§ REQUIRED ACTION:
Copy out once more, exactly, the line with "Find every instance of the dark suv" and all the lines after it, up to the last line of the data.

§ INPUT MATERIAL:
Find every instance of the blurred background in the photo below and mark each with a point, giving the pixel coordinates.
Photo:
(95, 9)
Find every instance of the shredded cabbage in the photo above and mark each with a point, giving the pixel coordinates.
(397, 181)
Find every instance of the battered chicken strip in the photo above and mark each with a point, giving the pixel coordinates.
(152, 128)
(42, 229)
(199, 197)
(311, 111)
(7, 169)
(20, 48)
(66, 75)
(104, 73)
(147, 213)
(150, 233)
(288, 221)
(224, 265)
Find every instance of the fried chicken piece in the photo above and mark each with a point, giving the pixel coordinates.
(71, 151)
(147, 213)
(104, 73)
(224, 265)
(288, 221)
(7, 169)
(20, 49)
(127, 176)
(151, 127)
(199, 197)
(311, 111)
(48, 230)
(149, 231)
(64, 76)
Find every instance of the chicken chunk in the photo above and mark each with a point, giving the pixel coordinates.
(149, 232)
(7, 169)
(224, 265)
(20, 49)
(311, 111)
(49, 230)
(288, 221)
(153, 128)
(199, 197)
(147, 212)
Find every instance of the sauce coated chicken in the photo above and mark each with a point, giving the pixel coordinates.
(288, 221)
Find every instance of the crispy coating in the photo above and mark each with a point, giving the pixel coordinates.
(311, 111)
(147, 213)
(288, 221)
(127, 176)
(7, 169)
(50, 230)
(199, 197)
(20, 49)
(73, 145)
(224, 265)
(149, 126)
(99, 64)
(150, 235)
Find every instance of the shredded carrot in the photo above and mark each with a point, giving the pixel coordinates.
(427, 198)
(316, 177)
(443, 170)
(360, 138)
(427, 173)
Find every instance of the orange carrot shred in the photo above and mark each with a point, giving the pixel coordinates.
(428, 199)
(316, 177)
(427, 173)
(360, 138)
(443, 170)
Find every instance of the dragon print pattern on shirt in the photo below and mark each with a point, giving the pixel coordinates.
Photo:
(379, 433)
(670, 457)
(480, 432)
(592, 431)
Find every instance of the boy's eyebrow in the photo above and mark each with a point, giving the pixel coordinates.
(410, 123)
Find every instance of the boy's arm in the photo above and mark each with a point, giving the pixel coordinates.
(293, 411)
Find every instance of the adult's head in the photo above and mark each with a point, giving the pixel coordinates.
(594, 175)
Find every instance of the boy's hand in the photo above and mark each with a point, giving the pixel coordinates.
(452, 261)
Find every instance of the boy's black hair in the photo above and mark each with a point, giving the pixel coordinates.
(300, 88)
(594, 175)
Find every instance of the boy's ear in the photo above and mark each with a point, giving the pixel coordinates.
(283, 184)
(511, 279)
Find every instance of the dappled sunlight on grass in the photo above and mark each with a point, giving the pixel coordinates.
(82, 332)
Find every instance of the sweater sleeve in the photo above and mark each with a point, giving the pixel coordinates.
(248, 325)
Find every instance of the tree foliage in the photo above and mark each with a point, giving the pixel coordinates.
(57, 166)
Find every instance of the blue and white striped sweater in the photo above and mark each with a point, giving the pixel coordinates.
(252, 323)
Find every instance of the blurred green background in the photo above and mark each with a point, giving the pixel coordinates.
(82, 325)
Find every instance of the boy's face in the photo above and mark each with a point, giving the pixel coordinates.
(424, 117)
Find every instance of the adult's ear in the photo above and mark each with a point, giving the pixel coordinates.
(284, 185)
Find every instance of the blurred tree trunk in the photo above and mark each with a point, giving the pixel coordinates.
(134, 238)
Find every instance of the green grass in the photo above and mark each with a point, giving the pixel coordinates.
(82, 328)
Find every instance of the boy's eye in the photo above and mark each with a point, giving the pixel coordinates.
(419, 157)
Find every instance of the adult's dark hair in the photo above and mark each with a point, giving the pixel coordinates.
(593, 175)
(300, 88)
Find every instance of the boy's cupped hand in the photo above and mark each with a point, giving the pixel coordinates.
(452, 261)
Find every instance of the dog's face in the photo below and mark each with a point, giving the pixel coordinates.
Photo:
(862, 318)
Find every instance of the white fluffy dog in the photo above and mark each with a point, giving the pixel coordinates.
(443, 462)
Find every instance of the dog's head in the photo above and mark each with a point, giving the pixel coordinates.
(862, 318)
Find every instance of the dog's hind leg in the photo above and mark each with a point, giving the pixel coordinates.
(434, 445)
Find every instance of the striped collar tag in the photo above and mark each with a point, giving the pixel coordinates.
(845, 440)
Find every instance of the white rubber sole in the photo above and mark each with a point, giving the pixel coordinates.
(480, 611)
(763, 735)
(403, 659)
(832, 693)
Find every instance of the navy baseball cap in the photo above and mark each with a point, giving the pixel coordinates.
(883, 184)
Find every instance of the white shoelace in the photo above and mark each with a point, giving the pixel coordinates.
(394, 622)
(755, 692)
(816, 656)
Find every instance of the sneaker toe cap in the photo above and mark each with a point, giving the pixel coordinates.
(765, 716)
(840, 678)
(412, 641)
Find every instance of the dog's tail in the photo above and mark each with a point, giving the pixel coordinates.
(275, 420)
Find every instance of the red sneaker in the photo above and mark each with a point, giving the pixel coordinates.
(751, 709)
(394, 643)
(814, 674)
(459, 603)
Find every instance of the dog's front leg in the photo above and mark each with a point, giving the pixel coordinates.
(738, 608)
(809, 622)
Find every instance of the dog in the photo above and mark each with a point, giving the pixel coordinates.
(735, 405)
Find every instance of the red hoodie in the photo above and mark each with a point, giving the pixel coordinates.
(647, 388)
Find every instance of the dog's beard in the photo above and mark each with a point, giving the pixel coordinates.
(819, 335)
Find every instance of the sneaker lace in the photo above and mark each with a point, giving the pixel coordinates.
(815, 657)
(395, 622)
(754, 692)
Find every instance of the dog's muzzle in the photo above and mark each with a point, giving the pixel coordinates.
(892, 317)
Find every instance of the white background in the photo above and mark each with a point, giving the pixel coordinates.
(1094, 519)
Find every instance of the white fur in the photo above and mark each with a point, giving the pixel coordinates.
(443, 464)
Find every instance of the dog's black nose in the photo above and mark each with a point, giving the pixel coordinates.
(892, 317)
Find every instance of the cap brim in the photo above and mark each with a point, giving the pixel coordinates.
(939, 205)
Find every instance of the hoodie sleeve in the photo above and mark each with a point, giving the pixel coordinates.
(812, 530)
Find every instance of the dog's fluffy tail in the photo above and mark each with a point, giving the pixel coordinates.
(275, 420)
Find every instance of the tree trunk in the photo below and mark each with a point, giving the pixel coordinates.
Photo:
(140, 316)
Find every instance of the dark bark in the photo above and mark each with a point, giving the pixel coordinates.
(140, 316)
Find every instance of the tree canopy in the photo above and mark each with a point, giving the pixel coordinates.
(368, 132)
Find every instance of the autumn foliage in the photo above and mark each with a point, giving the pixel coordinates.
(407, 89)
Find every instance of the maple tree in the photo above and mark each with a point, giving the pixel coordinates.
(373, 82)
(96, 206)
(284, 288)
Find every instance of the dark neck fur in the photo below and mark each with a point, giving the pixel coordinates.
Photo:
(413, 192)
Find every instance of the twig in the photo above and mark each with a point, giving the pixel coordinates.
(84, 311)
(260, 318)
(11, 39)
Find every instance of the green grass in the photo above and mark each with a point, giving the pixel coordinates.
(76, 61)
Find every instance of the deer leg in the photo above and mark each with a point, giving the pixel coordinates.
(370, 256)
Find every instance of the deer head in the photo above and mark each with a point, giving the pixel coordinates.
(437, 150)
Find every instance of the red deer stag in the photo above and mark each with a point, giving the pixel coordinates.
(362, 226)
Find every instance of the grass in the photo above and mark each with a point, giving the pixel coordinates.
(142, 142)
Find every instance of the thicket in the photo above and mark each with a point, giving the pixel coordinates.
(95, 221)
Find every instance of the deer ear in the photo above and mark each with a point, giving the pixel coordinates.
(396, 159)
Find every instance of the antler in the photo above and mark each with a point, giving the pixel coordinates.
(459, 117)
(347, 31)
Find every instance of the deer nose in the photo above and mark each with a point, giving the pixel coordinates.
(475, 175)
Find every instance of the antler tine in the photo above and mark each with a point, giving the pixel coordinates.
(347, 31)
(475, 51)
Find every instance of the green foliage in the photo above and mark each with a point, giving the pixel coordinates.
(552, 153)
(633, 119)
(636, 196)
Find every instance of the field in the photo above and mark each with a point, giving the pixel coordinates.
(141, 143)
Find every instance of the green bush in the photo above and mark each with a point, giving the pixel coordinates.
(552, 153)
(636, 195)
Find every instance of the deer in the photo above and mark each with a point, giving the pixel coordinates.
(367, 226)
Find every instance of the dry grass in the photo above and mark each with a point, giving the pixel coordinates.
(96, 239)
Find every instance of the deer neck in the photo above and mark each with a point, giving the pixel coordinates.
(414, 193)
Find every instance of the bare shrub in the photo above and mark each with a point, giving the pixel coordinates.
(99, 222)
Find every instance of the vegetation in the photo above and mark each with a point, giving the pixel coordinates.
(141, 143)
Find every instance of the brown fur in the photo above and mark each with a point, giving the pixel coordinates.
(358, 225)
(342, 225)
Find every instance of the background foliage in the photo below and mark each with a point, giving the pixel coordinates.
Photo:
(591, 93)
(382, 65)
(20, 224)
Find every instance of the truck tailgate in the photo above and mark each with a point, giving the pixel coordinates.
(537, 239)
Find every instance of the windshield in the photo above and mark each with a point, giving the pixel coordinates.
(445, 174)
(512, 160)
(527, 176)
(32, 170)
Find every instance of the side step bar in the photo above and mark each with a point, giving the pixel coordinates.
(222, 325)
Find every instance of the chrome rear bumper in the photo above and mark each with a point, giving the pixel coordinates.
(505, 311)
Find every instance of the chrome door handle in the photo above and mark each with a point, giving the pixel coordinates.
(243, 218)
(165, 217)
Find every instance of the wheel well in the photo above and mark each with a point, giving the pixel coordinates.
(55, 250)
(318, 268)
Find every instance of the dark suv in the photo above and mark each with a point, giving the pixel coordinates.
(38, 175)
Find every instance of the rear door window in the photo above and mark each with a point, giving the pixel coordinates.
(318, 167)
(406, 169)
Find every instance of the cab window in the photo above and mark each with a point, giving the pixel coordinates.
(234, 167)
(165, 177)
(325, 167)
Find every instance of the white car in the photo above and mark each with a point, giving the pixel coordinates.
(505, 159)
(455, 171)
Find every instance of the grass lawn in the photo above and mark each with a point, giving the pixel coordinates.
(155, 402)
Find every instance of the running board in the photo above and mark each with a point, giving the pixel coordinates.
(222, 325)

§ EXERCISE RESULT:
Find every instance of the dark suv in the photo above and mark each with a point, giving the pixel coordinates.
(38, 175)
Find every instance of the rear door window in the photo above and mark each with a point, giving the pixel coordinates.
(318, 167)
(406, 169)
Find every instance of the cab window in the photo above and mark each with a point, giving the pixel coordinates.
(234, 167)
(165, 177)
(325, 167)
Find every instance of the white car in the photo above and mark each with a point, giving the pixel coordinates.
(505, 159)
(455, 171)
Find every instance of the grass lawn in the photo above and mark each with a point, giving the pixel coordinates.
(155, 402)
Find every instance of the running board in the photo above and mark each with a point, giving the pixel coordinates.
(222, 325)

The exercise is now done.